## [TASK]
Look through the entries below for the line with "Q: Identify one point on each instance of the hillside" and the line with "Q: Identify one point on each instance of the mountain", then give again exactly those two lines and all lines between them, minus the pictures.

Region pointing data:
#####
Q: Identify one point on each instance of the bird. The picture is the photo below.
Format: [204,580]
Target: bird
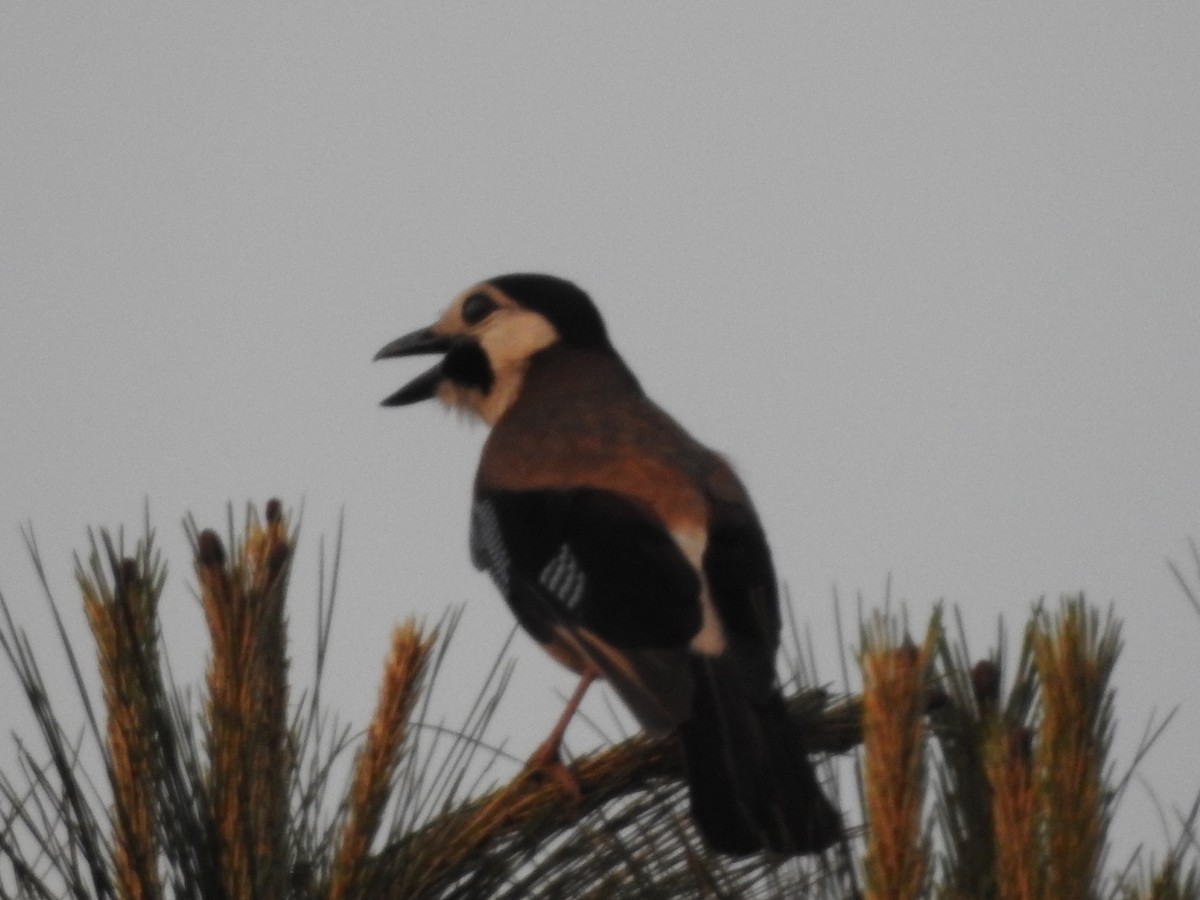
[627,549]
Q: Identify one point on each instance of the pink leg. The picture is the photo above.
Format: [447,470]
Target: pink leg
[546,757]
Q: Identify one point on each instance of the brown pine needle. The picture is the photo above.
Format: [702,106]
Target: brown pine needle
[1009,766]
[123,622]
[894,687]
[1074,661]
[376,766]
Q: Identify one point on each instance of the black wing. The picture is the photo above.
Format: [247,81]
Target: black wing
[597,574]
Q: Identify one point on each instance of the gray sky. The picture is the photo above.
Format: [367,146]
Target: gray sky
[929,275]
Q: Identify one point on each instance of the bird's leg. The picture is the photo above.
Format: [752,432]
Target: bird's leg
[546,759]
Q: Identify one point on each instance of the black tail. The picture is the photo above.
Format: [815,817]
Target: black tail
[753,787]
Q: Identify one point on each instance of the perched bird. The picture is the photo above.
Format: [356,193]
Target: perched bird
[627,549]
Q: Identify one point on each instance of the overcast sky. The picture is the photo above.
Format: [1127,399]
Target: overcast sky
[928,274]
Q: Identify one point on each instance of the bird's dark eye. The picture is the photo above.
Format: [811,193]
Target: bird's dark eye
[477,307]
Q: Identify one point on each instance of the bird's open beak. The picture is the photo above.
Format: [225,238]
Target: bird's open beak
[413,345]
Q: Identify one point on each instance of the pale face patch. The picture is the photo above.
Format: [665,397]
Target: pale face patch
[509,336]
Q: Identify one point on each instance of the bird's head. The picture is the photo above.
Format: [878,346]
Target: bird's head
[487,337]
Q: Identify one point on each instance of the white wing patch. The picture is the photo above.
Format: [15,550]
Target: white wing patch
[487,550]
[563,576]
[709,640]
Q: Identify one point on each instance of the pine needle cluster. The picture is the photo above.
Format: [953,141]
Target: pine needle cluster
[975,781]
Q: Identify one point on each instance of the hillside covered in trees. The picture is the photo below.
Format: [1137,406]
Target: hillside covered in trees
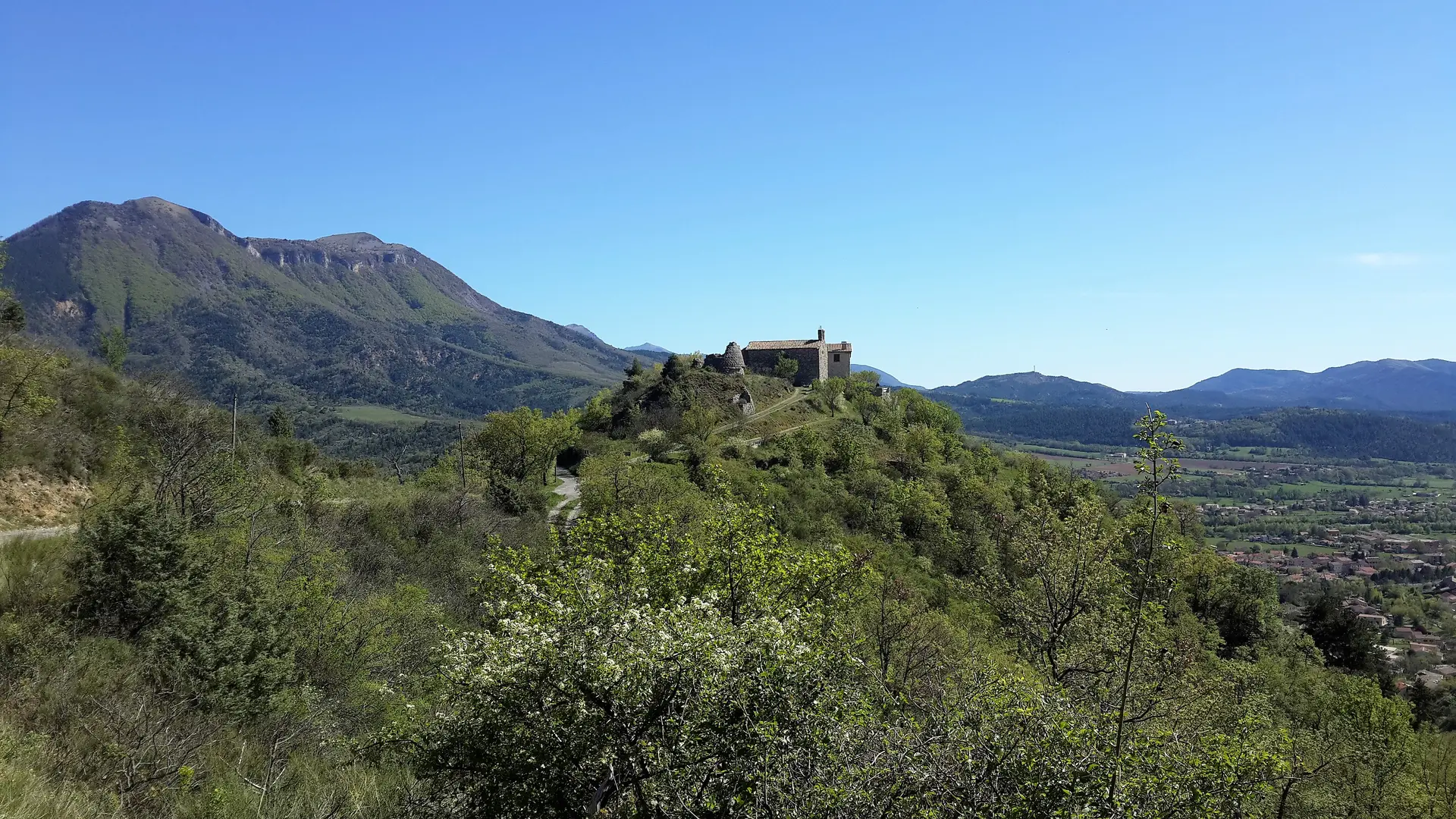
[837,605]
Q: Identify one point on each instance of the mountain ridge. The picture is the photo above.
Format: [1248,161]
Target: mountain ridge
[343,318]
[1397,385]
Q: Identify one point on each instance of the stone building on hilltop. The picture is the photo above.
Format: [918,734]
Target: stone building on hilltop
[817,359]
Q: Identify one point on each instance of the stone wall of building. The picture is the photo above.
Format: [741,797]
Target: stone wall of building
[813,362]
[837,362]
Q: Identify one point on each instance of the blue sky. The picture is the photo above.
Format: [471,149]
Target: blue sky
[1141,194]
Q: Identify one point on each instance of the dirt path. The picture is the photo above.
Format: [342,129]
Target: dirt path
[800,394]
[570,490]
[36,532]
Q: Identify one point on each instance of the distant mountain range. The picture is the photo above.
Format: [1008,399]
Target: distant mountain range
[346,318]
[886,379]
[1389,384]
[1385,385]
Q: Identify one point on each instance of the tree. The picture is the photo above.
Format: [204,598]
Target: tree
[133,569]
[1156,465]
[1057,592]
[280,425]
[523,445]
[12,312]
[1346,642]
[654,442]
[827,392]
[639,673]
[112,346]
[27,384]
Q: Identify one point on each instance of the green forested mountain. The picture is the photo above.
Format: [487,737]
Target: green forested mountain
[343,319]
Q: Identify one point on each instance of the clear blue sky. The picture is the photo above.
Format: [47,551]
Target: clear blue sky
[1141,194]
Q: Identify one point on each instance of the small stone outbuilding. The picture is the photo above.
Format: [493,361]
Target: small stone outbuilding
[817,357]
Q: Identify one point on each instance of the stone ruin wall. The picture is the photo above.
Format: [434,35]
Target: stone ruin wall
[813,362]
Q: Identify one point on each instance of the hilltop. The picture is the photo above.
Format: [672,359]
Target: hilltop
[340,319]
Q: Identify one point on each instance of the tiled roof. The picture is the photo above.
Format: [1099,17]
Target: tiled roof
[781,344]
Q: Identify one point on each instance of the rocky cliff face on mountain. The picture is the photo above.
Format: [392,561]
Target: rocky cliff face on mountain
[346,318]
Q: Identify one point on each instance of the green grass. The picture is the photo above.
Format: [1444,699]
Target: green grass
[375,414]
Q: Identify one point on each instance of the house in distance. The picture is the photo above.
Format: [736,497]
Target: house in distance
[817,359]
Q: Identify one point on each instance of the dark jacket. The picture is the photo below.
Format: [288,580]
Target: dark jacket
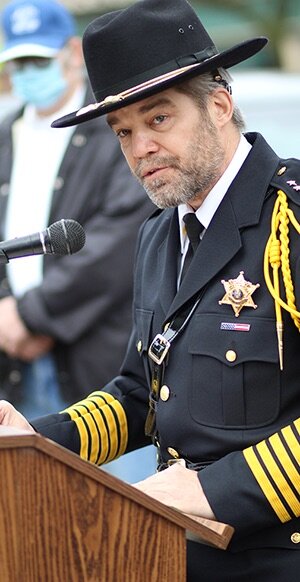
[226,390]
[85,300]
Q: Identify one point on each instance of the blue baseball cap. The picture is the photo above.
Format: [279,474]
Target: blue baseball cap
[35,28]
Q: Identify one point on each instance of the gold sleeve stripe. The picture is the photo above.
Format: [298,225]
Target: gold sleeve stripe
[102,425]
[265,484]
[285,460]
[279,479]
[292,442]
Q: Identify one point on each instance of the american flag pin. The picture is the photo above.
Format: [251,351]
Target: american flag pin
[229,326]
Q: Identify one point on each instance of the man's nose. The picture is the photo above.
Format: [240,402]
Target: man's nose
[143,144]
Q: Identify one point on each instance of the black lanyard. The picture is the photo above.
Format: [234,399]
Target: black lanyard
[158,352]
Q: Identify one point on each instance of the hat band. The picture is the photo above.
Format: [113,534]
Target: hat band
[112,99]
[184,65]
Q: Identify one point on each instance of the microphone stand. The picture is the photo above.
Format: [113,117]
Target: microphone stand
[3,257]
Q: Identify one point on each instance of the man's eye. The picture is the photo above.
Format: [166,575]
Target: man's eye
[122,133]
[159,119]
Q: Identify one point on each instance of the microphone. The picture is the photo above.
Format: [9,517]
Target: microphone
[64,237]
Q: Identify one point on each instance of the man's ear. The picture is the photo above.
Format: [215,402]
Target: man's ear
[220,106]
[76,55]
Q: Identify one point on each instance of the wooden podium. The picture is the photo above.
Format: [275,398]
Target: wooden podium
[65,520]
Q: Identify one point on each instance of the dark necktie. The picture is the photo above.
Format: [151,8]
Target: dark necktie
[193,230]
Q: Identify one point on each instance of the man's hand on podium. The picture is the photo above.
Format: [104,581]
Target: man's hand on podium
[9,416]
[180,488]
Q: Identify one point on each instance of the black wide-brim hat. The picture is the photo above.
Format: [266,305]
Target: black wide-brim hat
[146,48]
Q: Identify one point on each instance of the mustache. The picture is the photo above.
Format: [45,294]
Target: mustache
[145,166]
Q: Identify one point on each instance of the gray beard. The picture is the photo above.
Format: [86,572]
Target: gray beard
[194,178]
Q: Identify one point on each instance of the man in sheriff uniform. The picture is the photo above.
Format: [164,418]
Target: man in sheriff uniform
[215,345]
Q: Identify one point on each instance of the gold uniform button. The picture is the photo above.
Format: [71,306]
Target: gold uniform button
[230,356]
[164,393]
[173,453]
[295,537]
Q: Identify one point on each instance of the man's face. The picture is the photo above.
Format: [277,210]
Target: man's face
[172,147]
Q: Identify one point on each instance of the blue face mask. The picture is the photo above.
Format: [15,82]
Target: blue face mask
[41,87]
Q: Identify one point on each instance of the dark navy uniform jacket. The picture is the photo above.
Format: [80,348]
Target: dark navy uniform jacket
[227,403]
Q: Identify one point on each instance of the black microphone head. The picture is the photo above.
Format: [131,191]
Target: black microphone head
[66,237]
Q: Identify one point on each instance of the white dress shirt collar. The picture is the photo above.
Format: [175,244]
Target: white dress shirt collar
[208,208]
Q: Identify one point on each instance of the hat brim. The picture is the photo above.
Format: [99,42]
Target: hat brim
[226,59]
[27,50]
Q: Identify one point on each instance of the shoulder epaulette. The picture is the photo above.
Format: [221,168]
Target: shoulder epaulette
[287,178]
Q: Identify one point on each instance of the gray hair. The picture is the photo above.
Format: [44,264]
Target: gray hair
[200,87]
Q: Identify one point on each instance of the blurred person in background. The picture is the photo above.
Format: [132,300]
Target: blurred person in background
[64,321]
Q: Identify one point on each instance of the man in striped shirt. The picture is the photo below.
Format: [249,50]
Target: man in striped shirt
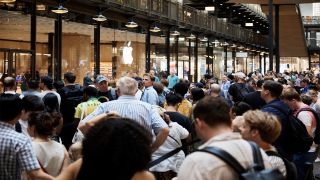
#####
## [RESPONSE]
Q: Identify one point on each instance of the hillside covered in trees. The picture is the photo below.
Format: [1137,406]
Target: hillside covered in trees
[837,605]
Q: Identify one point on each instance of the mountain ridge. The picture is the photo above.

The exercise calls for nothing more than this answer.